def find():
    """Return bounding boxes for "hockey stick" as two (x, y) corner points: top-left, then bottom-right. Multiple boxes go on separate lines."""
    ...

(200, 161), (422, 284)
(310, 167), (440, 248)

_TASK GOAL_
Can you extract every line of the material above and reproduce it word for word, with no changes?

_RESULT OF THIS TASK_
def find():
    """Return bounding boxes for "hockey stick" as two (x, y) corner points: top-left, then bottom-right. Multiple boxes go on separate lines."""
    ...

(200, 161), (422, 284)
(310, 167), (440, 248)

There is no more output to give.